THE DATA
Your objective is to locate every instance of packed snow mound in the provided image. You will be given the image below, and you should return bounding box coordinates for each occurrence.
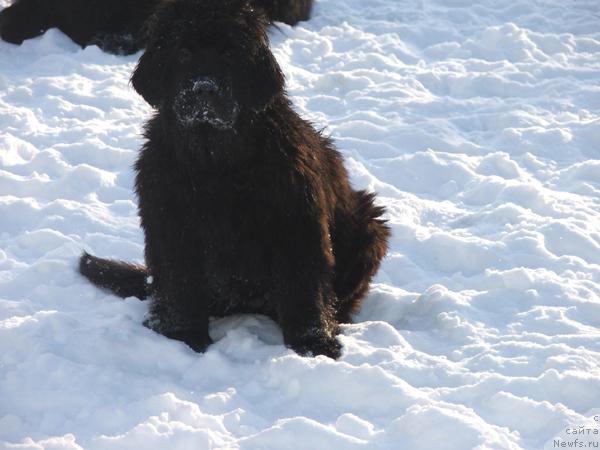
[1,0,599,449]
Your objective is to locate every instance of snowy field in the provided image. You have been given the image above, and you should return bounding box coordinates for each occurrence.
[1,0,600,448]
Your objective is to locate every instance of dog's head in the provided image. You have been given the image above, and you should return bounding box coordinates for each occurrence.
[131,0,285,130]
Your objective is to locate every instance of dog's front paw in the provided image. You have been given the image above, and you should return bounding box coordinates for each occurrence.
[286,329,342,359]
[165,329,213,353]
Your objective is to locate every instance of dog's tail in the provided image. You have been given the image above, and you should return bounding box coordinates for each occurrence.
[79,252,148,299]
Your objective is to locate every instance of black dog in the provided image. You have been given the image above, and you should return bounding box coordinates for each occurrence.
[0,0,313,54]
[79,0,389,359]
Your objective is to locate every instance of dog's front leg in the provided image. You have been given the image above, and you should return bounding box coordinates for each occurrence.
[274,222,342,359]
[144,268,213,353]
[142,232,213,353]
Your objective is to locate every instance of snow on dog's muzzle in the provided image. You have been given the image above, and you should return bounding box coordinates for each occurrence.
[173,76,239,130]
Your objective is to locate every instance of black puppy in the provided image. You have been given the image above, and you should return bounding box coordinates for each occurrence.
[80,0,389,359]
[0,0,313,54]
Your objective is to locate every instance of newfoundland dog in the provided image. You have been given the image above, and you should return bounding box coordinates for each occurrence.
[0,0,313,54]
[79,0,389,359]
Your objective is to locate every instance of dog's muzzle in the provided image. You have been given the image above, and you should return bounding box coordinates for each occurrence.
[173,77,239,130]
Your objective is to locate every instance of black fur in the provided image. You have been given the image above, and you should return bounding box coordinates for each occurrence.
[79,252,148,299]
[0,0,154,54]
[80,0,389,358]
[254,0,312,26]
[0,0,313,54]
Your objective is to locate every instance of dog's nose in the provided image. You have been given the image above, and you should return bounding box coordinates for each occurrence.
[173,76,238,130]
[191,78,220,95]
[189,78,224,106]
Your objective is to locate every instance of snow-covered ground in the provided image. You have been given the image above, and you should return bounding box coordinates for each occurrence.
[1,0,599,448]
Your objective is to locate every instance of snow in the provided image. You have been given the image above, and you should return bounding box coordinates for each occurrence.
[1,0,599,449]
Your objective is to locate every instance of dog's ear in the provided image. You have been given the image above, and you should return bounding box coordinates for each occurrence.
[235,44,285,111]
[131,47,169,108]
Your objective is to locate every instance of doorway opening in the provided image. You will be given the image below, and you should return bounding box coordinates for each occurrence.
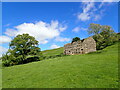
[81,49,83,54]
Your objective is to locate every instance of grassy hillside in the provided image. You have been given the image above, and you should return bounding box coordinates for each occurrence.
[0,60,1,89]
[2,42,119,88]
[42,47,63,57]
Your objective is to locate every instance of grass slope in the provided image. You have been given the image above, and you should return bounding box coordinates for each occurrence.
[42,47,63,57]
[2,43,118,88]
[0,60,2,89]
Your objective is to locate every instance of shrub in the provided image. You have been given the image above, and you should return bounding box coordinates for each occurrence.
[2,60,11,67]
[2,54,45,67]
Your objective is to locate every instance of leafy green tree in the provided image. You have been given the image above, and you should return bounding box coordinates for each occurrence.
[88,23,117,50]
[88,23,101,35]
[72,37,80,43]
[9,34,40,61]
[2,34,42,66]
[117,33,120,41]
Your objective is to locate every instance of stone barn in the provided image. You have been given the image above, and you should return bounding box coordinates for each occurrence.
[64,37,96,55]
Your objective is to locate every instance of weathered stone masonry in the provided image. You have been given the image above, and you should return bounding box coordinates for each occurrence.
[64,37,96,55]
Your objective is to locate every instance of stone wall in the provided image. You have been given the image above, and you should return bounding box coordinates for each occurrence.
[64,37,96,55]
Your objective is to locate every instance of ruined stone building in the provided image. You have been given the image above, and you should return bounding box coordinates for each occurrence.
[64,37,96,55]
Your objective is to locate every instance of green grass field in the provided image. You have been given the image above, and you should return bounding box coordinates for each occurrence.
[42,47,63,57]
[0,60,2,89]
[2,42,118,88]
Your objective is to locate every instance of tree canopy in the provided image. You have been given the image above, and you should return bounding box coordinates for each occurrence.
[88,23,102,35]
[9,33,40,58]
[88,23,118,50]
[2,34,42,66]
[72,37,80,43]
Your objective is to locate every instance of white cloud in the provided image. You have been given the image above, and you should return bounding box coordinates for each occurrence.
[78,12,90,21]
[82,2,95,13]
[5,29,18,37]
[81,27,88,31]
[59,25,67,32]
[81,0,116,2]
[99,0,114,9]
[0,46,8,57]
[99,2,104,9]
[55,37,70,42]
[80,0,95,2]
[94,14,101,21]
[50,44,60,49]
[72,27,80,32]
[39,40,48,44]
[72,27,87,33]
[5,20,67,44]
[77,2,95,21]
[101,0,115,2]
[77,0,114,21]
[0,36,12,44]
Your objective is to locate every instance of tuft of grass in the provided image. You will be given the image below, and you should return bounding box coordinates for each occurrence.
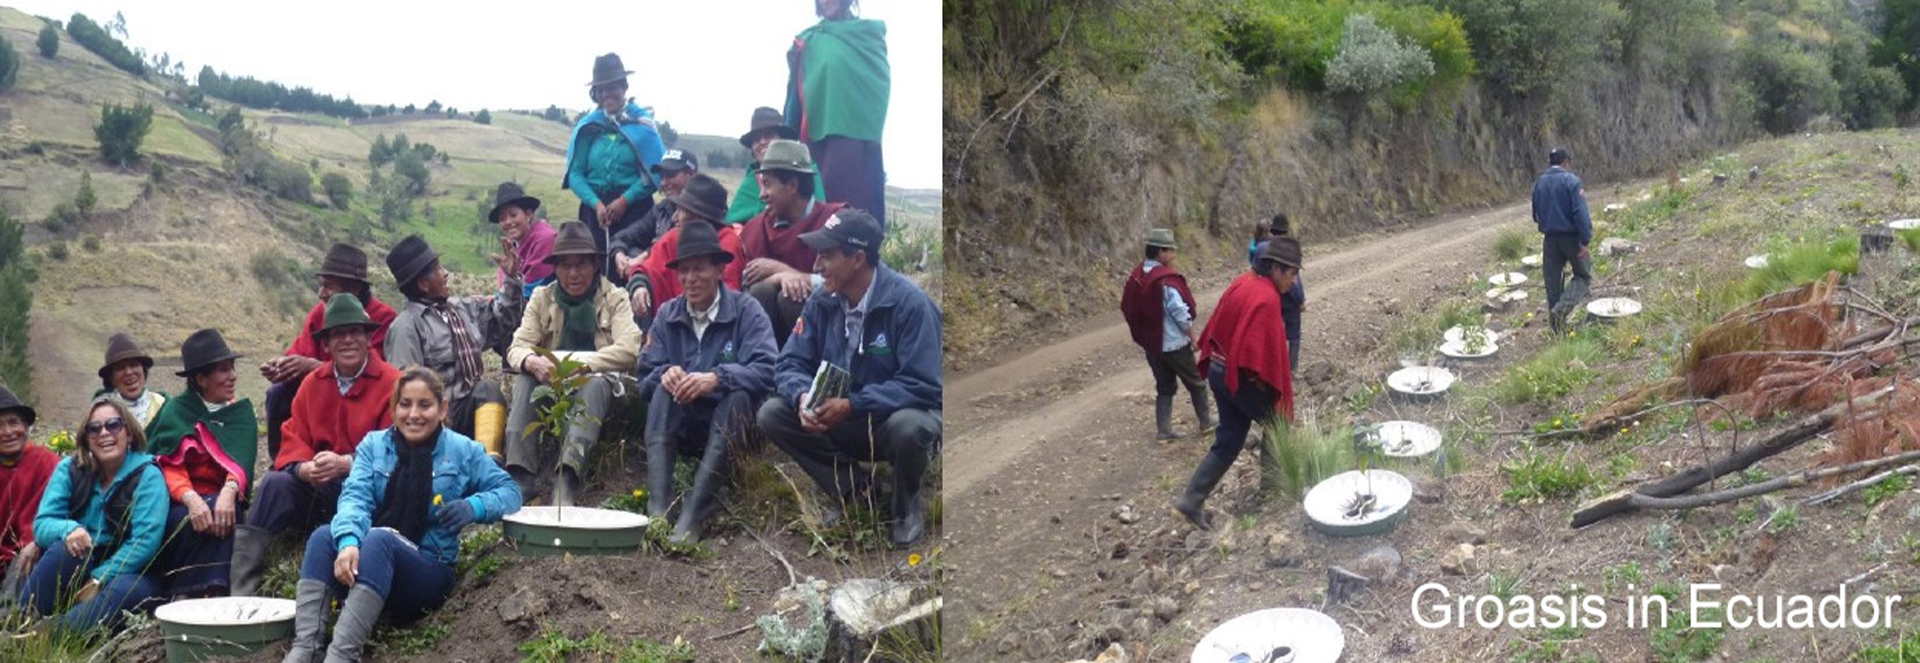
[1493,336,1604,405]
[1743,235,1857,299]
[1492,225,1533,262]
[1899,227,1920,255]
[1864,474,1914,506]
[1502,447,1599,503]
[1649,607,1723,662]
[1764,504,1800,533]
[1857,629,1920,662]
[1261,412,1355,502]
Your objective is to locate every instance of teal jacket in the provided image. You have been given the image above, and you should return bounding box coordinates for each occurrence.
[329,427,521,566]
[564,102,665,207]
[33,452,168,582]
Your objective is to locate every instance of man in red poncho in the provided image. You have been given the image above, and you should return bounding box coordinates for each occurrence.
[1174,237,1301,529]
[0,385,56,615]
[1119,228,1213,440]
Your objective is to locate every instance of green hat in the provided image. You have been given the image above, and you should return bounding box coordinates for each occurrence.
[1146,228,1177,250]
[755,139,815,175]
[312,293,377,342]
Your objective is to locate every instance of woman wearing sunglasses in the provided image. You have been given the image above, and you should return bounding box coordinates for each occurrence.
[18,398,168,634]
[145,328,258,599]
[282,367,520,662]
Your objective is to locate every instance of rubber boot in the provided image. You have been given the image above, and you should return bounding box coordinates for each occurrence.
[281,579,331,663]
[1190,388,1217,435]
[229,524,271,597]
[671,429,731,545]
[553,466,583,508]
[323,584,384,663]
[474,402,507,466]
[890,440,931,548]
[507,466,538,505]
[1154,396,1179,440]
[644,431,676,520]
[1173,452,1234,530]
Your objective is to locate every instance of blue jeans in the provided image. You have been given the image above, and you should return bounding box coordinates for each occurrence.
[19,541,162,634]
[300,525,454,623]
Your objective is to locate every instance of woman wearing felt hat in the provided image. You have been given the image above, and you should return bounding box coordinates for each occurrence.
[145,328,258,598]
[563,52,667,280]
[93,333,168,428]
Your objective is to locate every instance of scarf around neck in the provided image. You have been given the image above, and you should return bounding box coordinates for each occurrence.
[553,278,601,352]
[373,430,436,545]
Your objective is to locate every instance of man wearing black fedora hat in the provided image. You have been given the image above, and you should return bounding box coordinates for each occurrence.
[504,220,644,506]
[757,209,942,547]
[636,220,779,544]
[94,332,168,428]
[259,243,399,464]
[726,107,821,225]
[0,383,57,615]
[626,174,743,327]
[611,149,700,278]
[489,181,557,301]
[384,235,524,462]
[740,139,849,348]
[564,52,667,280]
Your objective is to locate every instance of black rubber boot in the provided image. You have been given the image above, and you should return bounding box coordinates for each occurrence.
[644,432,676,520]
[229,524,271,597]
[671,428,732,545]
[1173,452,1234,530]
[1154,395,1179,440]
[890,442,931,548]
[1191,389,1217,435]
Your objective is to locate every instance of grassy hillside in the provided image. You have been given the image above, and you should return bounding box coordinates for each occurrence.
[0,5,937,426]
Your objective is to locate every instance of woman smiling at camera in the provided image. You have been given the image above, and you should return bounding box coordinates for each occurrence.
[18,398,168,635]
[281,366,521,663]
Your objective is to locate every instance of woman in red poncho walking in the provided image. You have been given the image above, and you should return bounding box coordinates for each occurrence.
[1174,238,1302,529]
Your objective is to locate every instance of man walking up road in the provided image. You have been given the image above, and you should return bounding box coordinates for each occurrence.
[1121,228,1214,440]
[1532,147,1592,334]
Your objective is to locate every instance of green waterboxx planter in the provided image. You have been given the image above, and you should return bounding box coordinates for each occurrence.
[502,506,651,556]
[154,597,295,662]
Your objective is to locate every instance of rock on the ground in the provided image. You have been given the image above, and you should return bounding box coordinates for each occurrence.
[1264,531,1302,568]
[1351,545,1403,580]
[1598,237,1640,256]
[1149,595,1181,622]
[498,587,551,625]
[1442,524,1488,546]
[1441,543,1478,576]
[1113,503,1141,524]
[1065,642,1132,663]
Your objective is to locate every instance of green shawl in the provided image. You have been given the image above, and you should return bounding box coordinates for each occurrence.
[725,164,828,225]
[785,18,890,143]
[553,278,601,352]
[145,391,259,484]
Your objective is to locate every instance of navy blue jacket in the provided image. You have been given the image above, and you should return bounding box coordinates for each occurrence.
[775,265,943,414]
[638,286,779,401]
[1531,166,1592,245]
[1249,239,1306,343]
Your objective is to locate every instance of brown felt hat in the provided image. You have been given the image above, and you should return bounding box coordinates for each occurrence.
[543,220,604,265]
[316,243,370,283]
[738,107,799,148]
[98,332,154,381]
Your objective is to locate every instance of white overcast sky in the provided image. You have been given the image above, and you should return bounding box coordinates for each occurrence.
[6,1,941,189]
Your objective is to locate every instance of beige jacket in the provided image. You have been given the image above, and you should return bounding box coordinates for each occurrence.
[507,278,643,374]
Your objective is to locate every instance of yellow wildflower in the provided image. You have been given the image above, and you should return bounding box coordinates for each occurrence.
[908,553,923,567]
[433,494,444,506]
[1553,419,1563,427]
[632,489,645,499]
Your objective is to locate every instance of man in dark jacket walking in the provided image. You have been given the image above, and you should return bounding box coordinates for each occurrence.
[1532,148,1592,334]
[1121,228,1214,440]
[757,209,942,548]
[637,221,779,545]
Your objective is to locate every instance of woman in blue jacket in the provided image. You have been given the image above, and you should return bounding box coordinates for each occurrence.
[282,367,521,663]
[565,52,665,280]
[20,398,169,634]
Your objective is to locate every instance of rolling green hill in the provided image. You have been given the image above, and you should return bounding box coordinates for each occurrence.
[0,6,937,426]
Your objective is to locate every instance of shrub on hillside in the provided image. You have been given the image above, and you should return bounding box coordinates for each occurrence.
[0,34,19,93]
[474,109,491,125]
[321,172,352,210]
[1737,35,1841,134]
[36,21,56,58]
[1325,13,1435,97]
[74,171,96,214]
[66,13,144,76]
[264,160,313,204]
[0,210,33,397]
[95,102,155,166]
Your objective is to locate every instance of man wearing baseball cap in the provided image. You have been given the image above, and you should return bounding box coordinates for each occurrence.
[757,208,942,548]
[611,148,700,278]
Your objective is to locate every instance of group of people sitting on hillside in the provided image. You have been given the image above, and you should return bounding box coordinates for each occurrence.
[0,2,937,658]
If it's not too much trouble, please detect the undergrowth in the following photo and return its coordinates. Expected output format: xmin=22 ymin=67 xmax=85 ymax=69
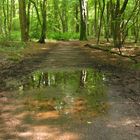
xmin=47 ymin=32 xmax=79 ymax=40
xmin=0 ymin=41 xmax=27 ymax=62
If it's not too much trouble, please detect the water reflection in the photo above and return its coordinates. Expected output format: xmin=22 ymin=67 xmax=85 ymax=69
xmin=20 ymin=69 xmax=109 ymax=120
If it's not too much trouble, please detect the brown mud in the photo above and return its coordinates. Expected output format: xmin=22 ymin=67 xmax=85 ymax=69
xmin=0 ymin=41 xmax=140 ymax=140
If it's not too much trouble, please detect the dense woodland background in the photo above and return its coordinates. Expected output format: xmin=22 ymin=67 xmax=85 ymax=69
xmin=0 ymin=0 xmax=140 ymax=48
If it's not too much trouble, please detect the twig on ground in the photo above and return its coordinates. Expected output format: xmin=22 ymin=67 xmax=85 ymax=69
xmin=85 ymin=44 xmax=139 ymax=63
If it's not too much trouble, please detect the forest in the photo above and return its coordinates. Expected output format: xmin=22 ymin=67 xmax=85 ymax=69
xmin=0 ymin=0 xmax=140 ymax=140
xmin=0 ymin=0 xmax=140 ymax=45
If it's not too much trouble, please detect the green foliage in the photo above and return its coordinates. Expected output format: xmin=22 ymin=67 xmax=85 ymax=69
xmin=0 ymin=31 xmax=21 ymax=41
xmin=12 ymin=17 xmax=20 ymax=31
xmin=30 ymin=18 xmax=41 ymax=39
xmin=47 ymin=32 xmax=79 ymax=40
xmin=30 ymin=29 xmax=41 ymax=39
xmin=0 ymin=41 xmax=27 ymax=62
xmin=0 ymin=0 xmax=140 ymax=44
xmin=0 ymin=41 xmax=26 ymax=49
xmin=9 ymin=31 xmax=21 ymax=41
xmin=132 ymin=62 xmax=140 ymax=69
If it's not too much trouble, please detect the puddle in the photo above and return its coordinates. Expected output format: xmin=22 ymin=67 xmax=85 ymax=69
xmin=1 ymin=68 xmax=140 ymax=140
xmin=6 ymin=69 xmax=109 ymax=121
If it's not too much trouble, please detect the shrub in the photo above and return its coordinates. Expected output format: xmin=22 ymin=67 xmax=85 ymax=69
xmin=47 ymin=32 xmax=79 ymax=40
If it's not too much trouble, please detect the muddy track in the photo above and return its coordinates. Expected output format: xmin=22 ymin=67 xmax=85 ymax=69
xmin=0 ymin=44 xmax=139 ymax=104
xmin=0 ymin=44 xmax=140 ymax=140
xmin=0 ymin=45 xmax=115 ymax=74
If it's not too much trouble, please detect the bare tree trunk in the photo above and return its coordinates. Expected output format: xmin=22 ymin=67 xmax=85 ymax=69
xmin=2 ymin=0 xmax=8 ymax=36
xmin=110 ymin=0 xmax=128 ymax=50
xmin=27 ymin=1 xmax=31 ymax=40
xmin=133 ymin=14 xmax=140 ymax=43
xmin=97 ymin=0 xmax=105 ymax=44
xmin=38 ymin=0 xmax=47 ymax=43
xmin=105 ymin=1 xmax=111 ymax=42
xmin=18 ymin=0 xmax=29 ymax=41
xmin=79 ymin=0 xmax=87 ymax=40
xmin=61 ymin=0 xmax=68 ymax=33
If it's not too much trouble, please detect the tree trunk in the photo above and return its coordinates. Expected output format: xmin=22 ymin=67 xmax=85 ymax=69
xmin=18 ymin=0 xmax=29 ymax=42
xmin=61 ymin=0 xmax=68 ymax=33
xmin=105 ymin=1 xmax=111 ymax=42
xmin=38 ymin=0 xmax=47 ymax=43
xmin=97 ymin=0 xmax=105 ymax=44
xmin=2 ymin=0 xmax=8 ymax=36
xmin=134 ymin=16 xmax=139 ymax=43
xmin=79 ymin=0 xmax=87 ymax=40
xmin=110 ymin=0 xmax=128 ymax=49
xmin=27 ymin=1 xmax=31 ymax=40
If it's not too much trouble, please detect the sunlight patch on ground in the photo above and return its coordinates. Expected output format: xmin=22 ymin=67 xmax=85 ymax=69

EXERCISE DETAILS
Write out the line containing "If it's not too much trouble, please detect the tree" and every line after it through the end of the entries. Keep each one exactly as it is, and add nothing.

TASK SOLUTION
If it's not too much trouble, please detect the tree trunk in the photo above and return its coordinates. Expected output format: xmin=22 ymin=67 xmax=85 ymax=69
xmin=18 ymin=0 xmax=29 ymax=42
xmin=61 ymin=0 xmax=68 ymax=33
xmin=105 ymin=1 xmax=111 ymax=42
xmin=38 ymin=0 xmax=47 ymax=43
xmin=97 ymin=0 xmax=105 ymax=44
xmin=2 ymin=0 xmax=8 ymax=36
xmin=134 ymin=16 xmax=139 ymax=43
xmin=79 ymin=0 xmax=87 ymax=40
xmin=110 ymin=0 xmax=128 ymax=49
xmin=27 ymin=1 xmax=31 ymax=40
If it's not too much trouble, please detect the sunlight patch on ground in the photo above and return its coordinates. Expected output format: xmin=22 ymin=67 xmax=85 ymax=69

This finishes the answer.